__GIVEN REQUEST__
Give back exactly the lines from the one containing "Teacher note to the class: pick out the dark vertical" through the end of the records, including both, and no others.

__DATASET ROWS__

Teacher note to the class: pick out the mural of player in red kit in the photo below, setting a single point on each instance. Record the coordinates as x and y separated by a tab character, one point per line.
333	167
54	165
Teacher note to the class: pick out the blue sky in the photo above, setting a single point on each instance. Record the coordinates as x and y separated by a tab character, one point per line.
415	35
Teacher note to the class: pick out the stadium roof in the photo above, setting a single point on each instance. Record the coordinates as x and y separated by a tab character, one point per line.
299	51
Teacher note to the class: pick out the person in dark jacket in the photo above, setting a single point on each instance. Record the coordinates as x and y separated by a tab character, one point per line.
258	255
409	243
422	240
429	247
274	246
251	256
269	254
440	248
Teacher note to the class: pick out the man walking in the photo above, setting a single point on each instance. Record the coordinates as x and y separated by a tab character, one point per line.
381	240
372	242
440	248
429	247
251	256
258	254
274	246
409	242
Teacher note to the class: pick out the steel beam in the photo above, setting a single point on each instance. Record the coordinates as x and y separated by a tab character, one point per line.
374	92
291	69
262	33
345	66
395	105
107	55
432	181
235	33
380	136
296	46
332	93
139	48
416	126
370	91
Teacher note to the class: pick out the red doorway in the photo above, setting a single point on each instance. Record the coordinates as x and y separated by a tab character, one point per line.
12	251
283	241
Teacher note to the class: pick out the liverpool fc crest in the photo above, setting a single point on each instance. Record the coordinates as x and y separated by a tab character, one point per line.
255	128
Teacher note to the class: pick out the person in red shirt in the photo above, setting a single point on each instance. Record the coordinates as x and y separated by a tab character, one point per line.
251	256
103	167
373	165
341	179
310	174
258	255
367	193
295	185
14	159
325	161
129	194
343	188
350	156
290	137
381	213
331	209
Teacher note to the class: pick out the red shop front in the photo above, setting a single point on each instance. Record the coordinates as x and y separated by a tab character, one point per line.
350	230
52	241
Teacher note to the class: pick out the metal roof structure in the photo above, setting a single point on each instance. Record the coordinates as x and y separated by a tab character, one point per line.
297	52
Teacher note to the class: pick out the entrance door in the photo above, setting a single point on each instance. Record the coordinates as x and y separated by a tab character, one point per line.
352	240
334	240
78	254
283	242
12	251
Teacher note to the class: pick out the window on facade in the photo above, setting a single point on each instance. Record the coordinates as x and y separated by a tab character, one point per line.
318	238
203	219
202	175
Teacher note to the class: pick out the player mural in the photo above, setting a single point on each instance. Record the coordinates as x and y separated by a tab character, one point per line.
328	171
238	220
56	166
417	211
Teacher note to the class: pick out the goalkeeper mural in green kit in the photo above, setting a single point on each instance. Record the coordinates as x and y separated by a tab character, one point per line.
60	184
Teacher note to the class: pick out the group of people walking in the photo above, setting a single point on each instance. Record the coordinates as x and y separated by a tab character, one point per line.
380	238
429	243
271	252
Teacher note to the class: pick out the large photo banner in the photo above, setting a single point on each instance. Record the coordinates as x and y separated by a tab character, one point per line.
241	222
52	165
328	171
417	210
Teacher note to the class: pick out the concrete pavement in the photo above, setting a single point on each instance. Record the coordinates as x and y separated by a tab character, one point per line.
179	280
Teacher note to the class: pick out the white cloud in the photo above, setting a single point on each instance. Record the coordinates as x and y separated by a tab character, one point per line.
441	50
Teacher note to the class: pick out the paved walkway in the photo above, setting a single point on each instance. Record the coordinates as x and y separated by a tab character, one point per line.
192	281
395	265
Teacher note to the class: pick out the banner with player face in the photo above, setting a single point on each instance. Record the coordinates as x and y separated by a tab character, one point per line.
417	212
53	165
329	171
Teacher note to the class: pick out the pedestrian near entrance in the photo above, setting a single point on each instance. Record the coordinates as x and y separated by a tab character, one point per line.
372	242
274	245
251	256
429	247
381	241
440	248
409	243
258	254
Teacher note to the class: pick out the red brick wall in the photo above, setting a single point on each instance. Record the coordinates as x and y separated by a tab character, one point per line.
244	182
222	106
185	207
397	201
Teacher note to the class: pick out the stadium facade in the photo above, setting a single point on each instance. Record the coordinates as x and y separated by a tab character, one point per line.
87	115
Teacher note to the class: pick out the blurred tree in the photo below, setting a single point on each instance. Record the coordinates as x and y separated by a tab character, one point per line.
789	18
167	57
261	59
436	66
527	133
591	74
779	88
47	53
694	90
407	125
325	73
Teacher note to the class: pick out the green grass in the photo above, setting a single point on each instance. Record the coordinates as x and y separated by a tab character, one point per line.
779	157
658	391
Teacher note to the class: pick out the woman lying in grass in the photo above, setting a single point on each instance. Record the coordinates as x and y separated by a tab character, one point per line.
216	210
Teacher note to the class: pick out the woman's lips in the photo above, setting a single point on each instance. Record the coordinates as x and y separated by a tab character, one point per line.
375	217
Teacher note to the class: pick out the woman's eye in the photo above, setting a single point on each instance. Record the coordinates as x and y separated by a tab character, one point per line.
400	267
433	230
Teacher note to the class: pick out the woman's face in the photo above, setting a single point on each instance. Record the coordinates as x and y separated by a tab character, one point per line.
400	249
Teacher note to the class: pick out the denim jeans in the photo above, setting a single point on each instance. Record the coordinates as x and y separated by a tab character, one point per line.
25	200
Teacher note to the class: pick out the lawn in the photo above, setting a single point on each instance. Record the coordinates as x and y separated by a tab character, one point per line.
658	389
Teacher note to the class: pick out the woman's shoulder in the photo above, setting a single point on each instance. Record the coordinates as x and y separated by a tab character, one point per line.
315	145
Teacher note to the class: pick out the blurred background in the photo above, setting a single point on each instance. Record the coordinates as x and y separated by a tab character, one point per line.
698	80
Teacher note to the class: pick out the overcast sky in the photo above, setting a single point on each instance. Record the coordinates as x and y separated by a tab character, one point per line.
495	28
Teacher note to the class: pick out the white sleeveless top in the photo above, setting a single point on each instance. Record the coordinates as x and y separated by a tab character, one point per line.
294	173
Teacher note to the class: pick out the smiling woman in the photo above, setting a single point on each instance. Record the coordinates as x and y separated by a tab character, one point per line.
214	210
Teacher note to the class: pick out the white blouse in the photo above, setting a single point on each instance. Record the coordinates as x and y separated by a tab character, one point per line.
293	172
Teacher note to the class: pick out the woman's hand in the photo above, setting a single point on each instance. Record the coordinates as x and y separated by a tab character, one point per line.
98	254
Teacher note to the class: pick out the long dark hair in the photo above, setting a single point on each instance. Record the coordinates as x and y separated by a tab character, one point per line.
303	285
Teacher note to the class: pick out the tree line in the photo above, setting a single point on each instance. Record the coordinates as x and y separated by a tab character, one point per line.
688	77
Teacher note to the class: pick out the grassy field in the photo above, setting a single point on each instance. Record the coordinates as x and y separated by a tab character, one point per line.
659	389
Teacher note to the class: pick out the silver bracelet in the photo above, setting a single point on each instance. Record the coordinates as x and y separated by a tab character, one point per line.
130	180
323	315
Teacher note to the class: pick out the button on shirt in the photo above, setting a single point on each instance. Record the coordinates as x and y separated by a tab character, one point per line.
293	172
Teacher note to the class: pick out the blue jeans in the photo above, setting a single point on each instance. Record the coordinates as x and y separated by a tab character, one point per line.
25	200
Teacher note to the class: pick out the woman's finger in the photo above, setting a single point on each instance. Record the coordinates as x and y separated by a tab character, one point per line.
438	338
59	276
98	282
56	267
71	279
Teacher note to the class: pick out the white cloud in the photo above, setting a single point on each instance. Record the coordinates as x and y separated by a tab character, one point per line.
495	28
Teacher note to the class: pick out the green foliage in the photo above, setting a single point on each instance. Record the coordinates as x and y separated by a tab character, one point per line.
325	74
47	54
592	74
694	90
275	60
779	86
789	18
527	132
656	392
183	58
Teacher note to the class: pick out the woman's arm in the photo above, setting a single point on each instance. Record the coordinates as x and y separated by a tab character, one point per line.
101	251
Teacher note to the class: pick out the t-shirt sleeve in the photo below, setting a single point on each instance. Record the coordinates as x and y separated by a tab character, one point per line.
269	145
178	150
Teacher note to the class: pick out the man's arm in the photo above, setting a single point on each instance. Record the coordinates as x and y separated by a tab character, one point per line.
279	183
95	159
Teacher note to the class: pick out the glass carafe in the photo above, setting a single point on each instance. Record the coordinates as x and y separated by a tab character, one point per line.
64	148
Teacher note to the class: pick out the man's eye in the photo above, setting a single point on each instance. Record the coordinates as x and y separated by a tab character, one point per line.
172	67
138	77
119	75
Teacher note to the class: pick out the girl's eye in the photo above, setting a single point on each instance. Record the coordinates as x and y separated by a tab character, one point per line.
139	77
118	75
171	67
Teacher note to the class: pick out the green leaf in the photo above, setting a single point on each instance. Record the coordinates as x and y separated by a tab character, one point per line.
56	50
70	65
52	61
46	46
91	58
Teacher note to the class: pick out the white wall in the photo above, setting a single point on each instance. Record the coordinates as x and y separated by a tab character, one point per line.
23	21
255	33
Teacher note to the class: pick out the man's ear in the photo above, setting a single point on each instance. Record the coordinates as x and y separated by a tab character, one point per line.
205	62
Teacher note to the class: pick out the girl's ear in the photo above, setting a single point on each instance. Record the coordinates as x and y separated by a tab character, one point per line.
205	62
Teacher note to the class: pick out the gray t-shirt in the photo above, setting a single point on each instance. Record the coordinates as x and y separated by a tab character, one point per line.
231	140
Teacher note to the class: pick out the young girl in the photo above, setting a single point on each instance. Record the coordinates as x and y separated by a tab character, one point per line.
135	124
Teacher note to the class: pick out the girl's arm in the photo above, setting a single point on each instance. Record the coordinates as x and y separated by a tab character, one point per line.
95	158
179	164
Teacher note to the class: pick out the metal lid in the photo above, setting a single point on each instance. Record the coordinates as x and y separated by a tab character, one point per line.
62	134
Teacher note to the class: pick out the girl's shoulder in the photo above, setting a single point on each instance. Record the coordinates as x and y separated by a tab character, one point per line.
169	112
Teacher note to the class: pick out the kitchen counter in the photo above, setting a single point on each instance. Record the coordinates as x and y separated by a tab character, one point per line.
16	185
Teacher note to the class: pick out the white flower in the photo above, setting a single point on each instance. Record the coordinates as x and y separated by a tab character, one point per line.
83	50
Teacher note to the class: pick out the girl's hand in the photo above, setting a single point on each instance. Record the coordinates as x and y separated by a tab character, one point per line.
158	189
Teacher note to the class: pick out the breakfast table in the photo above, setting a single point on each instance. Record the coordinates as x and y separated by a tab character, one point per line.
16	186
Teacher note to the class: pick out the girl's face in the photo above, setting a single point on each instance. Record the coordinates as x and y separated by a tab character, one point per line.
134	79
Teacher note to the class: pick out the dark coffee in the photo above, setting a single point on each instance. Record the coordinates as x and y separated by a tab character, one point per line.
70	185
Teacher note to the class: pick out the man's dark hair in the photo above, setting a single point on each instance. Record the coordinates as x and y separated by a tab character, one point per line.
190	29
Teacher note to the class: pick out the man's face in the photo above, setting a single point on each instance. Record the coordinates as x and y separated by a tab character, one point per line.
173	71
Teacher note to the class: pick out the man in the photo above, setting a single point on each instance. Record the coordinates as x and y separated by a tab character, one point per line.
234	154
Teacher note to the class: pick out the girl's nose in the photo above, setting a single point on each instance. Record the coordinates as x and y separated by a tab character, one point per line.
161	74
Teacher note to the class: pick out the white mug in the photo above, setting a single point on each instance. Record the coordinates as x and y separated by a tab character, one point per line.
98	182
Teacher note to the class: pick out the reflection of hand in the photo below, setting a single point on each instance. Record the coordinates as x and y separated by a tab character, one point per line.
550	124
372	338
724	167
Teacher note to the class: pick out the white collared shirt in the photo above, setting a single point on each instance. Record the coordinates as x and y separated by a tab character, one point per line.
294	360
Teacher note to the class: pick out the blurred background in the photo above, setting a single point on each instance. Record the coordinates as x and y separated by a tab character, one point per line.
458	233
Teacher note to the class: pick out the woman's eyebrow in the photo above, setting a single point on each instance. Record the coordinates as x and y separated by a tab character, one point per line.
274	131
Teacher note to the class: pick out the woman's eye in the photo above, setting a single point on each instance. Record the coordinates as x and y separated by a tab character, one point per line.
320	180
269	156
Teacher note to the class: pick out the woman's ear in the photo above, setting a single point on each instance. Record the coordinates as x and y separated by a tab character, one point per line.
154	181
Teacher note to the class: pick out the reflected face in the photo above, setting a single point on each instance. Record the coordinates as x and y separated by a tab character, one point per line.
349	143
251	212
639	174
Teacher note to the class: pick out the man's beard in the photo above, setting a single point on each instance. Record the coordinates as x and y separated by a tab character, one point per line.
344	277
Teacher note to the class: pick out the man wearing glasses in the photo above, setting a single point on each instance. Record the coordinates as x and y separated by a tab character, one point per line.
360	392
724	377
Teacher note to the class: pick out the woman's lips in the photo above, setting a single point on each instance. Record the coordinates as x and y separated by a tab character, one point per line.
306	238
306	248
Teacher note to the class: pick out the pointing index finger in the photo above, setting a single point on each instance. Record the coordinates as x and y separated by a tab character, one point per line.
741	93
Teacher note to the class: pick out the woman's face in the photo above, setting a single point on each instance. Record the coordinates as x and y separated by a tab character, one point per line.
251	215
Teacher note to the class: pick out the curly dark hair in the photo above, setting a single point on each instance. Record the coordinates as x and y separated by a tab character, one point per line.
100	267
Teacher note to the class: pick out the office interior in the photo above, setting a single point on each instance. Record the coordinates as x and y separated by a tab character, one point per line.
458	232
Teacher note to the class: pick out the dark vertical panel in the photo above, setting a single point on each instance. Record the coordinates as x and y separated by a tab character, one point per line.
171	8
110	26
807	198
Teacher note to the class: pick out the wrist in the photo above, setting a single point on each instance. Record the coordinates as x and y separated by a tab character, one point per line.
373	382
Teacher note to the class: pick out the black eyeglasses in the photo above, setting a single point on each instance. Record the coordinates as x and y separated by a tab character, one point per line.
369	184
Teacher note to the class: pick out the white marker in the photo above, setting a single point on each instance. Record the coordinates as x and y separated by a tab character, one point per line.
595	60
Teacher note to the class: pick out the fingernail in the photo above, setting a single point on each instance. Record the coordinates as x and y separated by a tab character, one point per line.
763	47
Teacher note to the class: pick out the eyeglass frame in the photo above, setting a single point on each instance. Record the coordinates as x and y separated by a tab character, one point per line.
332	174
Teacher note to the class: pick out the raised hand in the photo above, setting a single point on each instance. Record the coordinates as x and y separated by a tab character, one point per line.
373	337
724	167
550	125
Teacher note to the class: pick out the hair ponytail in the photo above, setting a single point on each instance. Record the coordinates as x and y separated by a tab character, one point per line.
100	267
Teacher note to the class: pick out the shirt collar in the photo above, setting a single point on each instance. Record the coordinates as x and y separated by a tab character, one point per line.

__THE RESULT__
Teacher note to the class: pick out the dark vertical panel in the photo above, setting a single point on each instance. Record the coordinates as x and y separated by a tab character, one point per line.
171	8
110	26
807	198
Teacher note to the class: pick out the wrist in the photo above, setting a single point on each instance. Record the coordinates as x and y separated by a tab character, one point per line.
373	382
Teacher note to the class: pick out the black eyeglasses in the photo above, setting a single point on each instance. Record the coordinates as x and y separated by a tab character, one point per line.
369	184
Teacher note to the class: pick out the white marker in the photo above, setting a single point on each instance. Record the coordinates as x and y separated by a tab character, one point per line.
595	60
Teacher note to the class: pick out the fingernail in the photo above, setting a single point on each instance. Record the coordinates as x and y separated by a tab character, one point per line.
763	47
Teacher note to the class: pick out the eyeglass frame in the photo above, setting a single point on each instance. Record the coordinates as x and y separated by a tab character, one point per line.
332	174
Teacher note to the class: pick out the raised hand in the photo above, setting a single point on each instance. Record the coordinates as x and y separated by a tab character, one point per line.
373	337
724	167
550	125
Teacher note to the class: pick out the hair ponytail in the photo above, setting a single point on each instance. Record the coordinates as x and y separated by a tab character, one point per line.
100	267
Teacher note to the class: pick out the shirt collar in the photo above, setting a single point on each instance. Record the coordinates as x and y separated by a tab character, one point per line.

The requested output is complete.